Task directions: Print the listing below line for line, changing nothing.

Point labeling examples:
════════════════════
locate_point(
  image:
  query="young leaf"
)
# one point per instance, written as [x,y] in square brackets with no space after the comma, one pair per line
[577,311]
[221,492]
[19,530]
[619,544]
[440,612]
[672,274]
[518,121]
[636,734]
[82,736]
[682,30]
════════════════════
Result of the exercise:
locate_point(
  image:
  query="young leaf"
)
# one point per instance, written as [x,y] in square brackets with no space after the comma, one pair per line
[577,311]
[221,492]
[19,530]
[619,544]
[440,612]
[672,274]
[518,121]
[636,734]
[82,736]
[682,30]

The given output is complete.